-------- Task inputs --------
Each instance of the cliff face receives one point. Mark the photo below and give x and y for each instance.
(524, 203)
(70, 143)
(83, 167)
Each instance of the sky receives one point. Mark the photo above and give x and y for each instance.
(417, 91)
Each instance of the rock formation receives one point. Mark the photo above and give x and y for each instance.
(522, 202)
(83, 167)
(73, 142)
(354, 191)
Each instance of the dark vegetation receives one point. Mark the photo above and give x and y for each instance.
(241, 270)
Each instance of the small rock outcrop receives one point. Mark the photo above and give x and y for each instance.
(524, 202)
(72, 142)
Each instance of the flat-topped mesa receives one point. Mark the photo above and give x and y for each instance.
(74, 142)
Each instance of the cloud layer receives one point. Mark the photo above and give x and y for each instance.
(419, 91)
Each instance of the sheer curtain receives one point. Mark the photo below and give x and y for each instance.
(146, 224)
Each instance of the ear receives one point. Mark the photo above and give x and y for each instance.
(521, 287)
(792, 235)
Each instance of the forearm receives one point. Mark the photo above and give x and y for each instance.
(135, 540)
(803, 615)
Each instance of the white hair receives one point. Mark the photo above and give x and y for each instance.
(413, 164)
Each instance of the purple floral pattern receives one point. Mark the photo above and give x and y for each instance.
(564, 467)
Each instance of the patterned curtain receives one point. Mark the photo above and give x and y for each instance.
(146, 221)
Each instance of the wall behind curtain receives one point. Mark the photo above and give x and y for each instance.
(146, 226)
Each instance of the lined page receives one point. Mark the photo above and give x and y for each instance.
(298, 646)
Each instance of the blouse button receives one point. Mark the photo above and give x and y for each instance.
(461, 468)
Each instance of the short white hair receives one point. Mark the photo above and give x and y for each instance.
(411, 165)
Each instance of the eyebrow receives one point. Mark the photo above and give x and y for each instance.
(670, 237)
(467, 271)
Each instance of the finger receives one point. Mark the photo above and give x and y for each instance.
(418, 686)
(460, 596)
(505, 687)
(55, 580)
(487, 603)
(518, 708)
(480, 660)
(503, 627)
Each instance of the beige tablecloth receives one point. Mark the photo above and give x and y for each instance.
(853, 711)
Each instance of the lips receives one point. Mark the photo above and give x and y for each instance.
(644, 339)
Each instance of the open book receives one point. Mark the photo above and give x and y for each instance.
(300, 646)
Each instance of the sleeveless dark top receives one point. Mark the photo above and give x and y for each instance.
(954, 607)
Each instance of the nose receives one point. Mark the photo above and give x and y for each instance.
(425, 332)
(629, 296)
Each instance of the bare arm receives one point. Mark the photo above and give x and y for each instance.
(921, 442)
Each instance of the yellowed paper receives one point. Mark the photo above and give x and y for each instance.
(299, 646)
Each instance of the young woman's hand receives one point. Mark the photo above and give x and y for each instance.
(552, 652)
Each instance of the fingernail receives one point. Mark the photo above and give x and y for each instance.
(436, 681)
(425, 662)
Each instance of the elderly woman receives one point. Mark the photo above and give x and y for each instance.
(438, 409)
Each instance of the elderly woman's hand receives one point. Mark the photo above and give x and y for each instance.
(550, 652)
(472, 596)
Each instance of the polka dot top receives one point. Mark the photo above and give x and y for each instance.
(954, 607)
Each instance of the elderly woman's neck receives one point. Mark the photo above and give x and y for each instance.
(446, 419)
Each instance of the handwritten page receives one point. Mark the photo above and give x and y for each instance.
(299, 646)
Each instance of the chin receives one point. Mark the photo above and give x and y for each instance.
--------
> **Task to carry out**
Please render every line of the listing above as a JSON list of strings, with one string per line and blank lines left out.

> **Result of this exercise**
[
  "Each instance of the cliff face receives one point. Mark the photo below and give x and y for each instance.",
  "(524, 203)",
  "(70, 143)",
  "(83, 167)",
  "Each instance of the sky receives one point. Mark the photo above and give x and y for each instance.",
  "(417, 91)",
  "Each instance of the rock formation receives one point. Mark the photo above and give x and y for each instance.",
  "(522, 202)",
  "(83, 167)",
  "(73, 142)",
  "(354, 191)",
  "Each instance of the dark vegetation receives one point. Mark the photo above and give x and y for each instance.",
  "(241, 270)",
  "Each instance of the small rock outcrop receives one point. Mark the photo above and give x and y for each instance.",
  "(524, 202)",
  "(72, 142)",
  "Each instance of the flat-topped mesa receives one point. Mark the photo above and give x and y for each instance.",
  "(74, 142)",
  "Each instance of the cloud layer receives one point. Mark the photo above and give x and y for each instance.",
  "(419, 91)",
  "Each instance of the sheer curtain receives one point. Mark the photo below and give x and y for each instance.",
  "(146, 224)",
  "Each instance of the ear receives one point. Mark the photo above and give x and y for each instance.",
  "(521, 287)",
  "(792, 235)",
  "Each instance of the forearm receives one point. Mark the photo above and give x and y for each instance.",
  "(135, 540)",
  "(803, 615)",
  "Each instance of the white hair receives one point. Mark the photo above and give x and y for each instance.",
  "(413, 164)",
  "Each instance of the purple floral pattern receives one point. Mark the photo above and give x and y for each instance.",
  "(564, 467)",
  "Each instance of the patterned curtain receives one point. Mark the photo above and give x and y for each instance.",
  "(146, 221)",
  "Each instance of the wall behind curtain receives one point. Mark the photo above and give x and y for each instance.",
  "(146, 226)",
  "Each instance of the lined page receives one point. Mark the photo above and give x and y for each instance.",
  "(298, 646)",
  "Each instance of the blouse button receives one point. Mark the photo above and give x and y for each instance.",
  "(461, 468)",
  "Each instance of the short white hair receives one point. Mark the photo above and give x and y for each instance.",
  "(411, 165)",
  "Each instance of the eyebrow receives one point. Mark the photo above and give x and y for each instance.",
  "(670, 237)",
  "(467, 271)",
  "Each instance of the finger receives one point. Mark the photo above and give x and y for each instance.",
  "(418, 686)",
  "(460, 596)",
  "(505, 687)",
  "(55, 580)",
  "(487, 603)",
  "(518, 708)",
  "(480, 660)",
  "(503, 627)",
  "Each instance of the beige tablecloth receives one point. Mark the photo above and give x and y for each instance.",
  "(853, 711)",
  "Each instance of the lips receives one point. Mark the photo above and give x and y for each instance.",
  "(644, 339)",
  "Each instance of the open book receives one point. Mark the photo above and give x and y for each instance.",
  "(300, 646)",
  "Each instance of the sleeveless dark top receives one point. Mark the photo above and give x and y for each instance.",
  "(954, 607)",
  "Each instance of the nose receives one point. Mark the photo above and give x and y for each instance.",
  "(425, 332)",
  "(629, 296)",
  "Each instance of the bare arm receives one point. Mark the photo above and give x and y for each instance.",
  "(921, 442)",
  "Each instance of the yellowed paper receives one point. Mark the photo above and give x and y for each instance.",
  "(299, 646)",
  "Each instance of the young woman's hand receives one point. Mark the photo above and give x and y for each instance.",
  "(552, 652)",
  "Each instance of the fingernail receives one point. Mark the photo above and give x and y for each instance.",
  "(436, 681)",
  "(425, 662)",
  "Each instance of the elderly woman receives one point. Mark the photo above and give x and y for each instance.",
  "(438, 409)",
  "Each instance of the elderly woman's hand receives one point. Mark the photo above and give x and y for each instance.",
  "(550, 652)",
  "(472, 596)",
  "Each instance of the polka dot top receives one point. Mark the photo above and give x and y for each instance.",
  "(954, 607)",
  "Each instance of the elderly woman's neck receives one point. Mark the photo above and give x and y for each instance.",
  "(446, 419)",
  "Each instance of the handwritten page receives one point. Mark the photo above and give x and y for each instance.",
  "(299, 646)",
  "Each instance of the chin receives one point. Mark the photo above and give x and y for each instance."
]